**Task objective:** Copy the lines from the start of the recorded data through the line with "Return the outline of every instance of the carport.", replacing "outline" with "contour" and leaving everything else unchanged.

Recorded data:
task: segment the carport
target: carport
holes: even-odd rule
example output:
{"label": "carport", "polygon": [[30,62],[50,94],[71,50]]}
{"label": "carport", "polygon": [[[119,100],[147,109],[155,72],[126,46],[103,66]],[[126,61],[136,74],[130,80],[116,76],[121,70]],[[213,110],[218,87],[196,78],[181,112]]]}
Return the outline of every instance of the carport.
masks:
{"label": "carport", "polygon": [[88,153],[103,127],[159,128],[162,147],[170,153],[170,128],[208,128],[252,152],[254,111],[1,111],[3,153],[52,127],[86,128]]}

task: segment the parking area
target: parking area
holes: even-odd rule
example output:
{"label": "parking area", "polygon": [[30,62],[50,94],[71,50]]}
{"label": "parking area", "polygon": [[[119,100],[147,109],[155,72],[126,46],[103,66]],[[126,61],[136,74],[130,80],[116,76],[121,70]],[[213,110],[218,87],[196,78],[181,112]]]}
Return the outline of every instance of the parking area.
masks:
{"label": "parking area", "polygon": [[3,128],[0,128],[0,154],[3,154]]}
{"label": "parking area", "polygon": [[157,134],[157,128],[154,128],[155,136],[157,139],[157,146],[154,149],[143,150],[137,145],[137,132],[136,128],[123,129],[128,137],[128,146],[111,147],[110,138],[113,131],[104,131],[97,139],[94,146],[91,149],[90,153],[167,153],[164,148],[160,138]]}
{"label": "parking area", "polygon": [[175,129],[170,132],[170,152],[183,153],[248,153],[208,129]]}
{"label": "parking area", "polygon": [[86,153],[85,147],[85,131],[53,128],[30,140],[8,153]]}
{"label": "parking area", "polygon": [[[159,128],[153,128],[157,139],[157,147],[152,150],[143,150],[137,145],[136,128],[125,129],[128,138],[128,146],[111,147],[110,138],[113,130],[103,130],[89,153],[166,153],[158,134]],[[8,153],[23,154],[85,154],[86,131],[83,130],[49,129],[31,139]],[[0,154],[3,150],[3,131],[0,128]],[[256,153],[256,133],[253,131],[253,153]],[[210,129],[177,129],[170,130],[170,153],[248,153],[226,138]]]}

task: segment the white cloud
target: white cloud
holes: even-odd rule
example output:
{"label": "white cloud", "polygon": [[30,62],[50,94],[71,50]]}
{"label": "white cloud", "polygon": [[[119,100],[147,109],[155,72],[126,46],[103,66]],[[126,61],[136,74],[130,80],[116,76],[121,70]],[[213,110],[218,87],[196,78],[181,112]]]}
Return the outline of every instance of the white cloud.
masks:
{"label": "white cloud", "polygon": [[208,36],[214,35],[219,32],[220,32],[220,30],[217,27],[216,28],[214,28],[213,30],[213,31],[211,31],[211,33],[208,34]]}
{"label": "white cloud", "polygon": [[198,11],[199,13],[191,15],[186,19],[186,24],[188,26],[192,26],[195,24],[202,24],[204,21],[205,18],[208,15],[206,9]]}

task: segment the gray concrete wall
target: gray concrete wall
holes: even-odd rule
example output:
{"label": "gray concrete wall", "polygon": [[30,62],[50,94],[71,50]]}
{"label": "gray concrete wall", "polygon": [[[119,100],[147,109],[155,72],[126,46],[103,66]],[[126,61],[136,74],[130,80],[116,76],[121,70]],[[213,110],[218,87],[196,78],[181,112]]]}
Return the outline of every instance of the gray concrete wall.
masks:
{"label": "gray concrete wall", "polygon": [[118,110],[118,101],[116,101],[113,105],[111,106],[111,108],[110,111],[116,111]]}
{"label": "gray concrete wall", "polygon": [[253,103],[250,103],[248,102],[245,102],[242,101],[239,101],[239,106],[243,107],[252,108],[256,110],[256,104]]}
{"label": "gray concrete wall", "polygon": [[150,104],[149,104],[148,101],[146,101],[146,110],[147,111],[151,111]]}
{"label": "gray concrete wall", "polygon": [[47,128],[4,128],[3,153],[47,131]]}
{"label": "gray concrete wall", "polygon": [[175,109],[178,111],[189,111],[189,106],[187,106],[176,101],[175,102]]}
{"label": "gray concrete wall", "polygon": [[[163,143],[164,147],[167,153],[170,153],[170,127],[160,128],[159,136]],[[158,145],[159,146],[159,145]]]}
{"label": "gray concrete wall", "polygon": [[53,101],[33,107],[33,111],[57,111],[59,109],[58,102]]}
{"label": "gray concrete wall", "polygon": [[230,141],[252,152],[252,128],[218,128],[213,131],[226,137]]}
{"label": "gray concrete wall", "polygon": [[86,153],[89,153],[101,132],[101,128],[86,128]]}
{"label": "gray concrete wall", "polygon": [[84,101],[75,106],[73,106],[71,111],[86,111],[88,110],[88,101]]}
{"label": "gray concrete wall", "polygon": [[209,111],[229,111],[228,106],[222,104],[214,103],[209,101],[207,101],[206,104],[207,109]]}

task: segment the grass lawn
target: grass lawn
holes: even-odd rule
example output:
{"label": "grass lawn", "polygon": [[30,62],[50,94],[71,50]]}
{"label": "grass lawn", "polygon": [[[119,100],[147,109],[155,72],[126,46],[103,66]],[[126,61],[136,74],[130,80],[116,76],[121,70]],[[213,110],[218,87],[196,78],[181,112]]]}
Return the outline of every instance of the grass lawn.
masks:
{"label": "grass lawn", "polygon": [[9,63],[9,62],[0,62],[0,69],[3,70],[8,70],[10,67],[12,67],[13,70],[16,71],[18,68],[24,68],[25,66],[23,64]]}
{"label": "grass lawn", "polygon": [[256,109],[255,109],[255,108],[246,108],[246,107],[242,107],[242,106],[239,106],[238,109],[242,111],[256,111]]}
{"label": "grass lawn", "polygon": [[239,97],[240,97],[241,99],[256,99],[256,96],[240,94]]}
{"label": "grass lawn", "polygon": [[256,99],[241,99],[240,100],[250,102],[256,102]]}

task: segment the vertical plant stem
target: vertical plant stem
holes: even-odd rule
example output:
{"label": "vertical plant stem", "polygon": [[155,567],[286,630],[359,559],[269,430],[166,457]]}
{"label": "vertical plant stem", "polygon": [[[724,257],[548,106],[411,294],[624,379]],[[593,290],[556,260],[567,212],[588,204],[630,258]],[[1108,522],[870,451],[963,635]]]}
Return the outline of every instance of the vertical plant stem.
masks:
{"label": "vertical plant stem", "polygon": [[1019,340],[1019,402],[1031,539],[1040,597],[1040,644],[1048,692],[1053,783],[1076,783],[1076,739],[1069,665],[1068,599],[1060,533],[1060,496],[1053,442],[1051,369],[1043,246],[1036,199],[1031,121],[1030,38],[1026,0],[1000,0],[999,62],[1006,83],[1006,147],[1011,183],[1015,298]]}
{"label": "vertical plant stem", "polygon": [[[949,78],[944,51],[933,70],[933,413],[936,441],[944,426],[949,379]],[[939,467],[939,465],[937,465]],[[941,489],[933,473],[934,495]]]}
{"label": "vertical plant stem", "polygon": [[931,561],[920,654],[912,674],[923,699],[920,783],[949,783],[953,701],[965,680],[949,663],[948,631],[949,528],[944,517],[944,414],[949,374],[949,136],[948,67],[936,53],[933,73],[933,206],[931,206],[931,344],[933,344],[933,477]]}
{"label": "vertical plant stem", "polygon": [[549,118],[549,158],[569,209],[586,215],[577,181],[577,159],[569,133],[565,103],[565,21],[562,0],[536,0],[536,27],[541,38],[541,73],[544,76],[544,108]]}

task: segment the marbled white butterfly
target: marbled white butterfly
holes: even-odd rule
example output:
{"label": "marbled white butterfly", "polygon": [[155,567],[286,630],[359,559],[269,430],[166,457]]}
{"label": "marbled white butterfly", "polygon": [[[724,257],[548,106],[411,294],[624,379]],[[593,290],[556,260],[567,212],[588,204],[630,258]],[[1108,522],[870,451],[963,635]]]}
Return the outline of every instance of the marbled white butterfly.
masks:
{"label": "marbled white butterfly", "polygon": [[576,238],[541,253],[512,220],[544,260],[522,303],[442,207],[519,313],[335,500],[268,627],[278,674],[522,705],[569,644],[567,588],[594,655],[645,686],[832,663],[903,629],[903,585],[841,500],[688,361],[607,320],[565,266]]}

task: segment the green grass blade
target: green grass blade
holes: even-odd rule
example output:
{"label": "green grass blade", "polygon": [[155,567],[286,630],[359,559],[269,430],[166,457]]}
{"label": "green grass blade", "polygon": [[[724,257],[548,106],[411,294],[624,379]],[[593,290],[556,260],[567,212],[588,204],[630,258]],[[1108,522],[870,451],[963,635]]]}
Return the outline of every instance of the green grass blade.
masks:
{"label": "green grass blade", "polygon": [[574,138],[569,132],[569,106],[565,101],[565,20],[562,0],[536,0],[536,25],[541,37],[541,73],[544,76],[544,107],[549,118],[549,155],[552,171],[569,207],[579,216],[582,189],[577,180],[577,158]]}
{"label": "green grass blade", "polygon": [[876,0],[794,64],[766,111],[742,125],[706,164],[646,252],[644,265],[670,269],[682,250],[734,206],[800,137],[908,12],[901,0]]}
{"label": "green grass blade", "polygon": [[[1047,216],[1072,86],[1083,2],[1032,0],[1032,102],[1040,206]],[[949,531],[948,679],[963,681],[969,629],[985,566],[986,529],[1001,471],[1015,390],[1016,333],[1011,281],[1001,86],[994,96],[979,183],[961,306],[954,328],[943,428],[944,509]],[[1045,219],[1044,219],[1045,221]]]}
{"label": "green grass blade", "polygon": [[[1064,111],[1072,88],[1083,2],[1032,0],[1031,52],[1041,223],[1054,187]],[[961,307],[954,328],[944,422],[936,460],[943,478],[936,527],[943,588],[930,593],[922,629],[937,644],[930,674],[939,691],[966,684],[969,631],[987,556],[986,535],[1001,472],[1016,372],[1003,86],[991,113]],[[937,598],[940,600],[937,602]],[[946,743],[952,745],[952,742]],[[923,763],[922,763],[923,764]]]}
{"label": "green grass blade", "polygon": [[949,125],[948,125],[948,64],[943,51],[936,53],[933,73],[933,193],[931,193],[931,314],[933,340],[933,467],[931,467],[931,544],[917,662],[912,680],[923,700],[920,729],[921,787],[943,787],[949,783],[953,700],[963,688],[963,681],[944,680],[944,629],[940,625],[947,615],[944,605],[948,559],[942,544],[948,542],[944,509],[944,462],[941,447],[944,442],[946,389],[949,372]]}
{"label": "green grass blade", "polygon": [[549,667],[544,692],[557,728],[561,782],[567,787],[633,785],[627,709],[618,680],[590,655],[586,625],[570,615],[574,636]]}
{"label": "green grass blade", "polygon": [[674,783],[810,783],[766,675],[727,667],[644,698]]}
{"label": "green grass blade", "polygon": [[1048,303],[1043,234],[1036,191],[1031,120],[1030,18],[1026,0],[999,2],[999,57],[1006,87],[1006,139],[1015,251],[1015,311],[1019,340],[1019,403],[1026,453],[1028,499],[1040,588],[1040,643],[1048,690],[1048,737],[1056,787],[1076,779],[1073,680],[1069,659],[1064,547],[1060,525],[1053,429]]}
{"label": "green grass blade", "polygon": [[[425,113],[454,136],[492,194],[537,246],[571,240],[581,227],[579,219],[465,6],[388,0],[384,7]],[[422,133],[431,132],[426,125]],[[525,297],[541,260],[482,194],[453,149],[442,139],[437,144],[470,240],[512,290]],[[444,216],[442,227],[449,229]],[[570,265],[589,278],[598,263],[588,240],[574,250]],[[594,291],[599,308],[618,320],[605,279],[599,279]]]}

**Result:**
task: segment the carport
target: carport
holes: even-odd rule
example output:
{"label": "carport", "polygon": [[30,62],[50,94],[71,50]]}
{"label": "carport", "polygon": [[[119,100],[147,109],[155,72],[126,46],[103,66]],[[126,61],[136,74],[130,80],[116,76],[121,70]],[[213,110],[218,87],[196,78],[181,112]]]}
Return the contour of every instance of the carport.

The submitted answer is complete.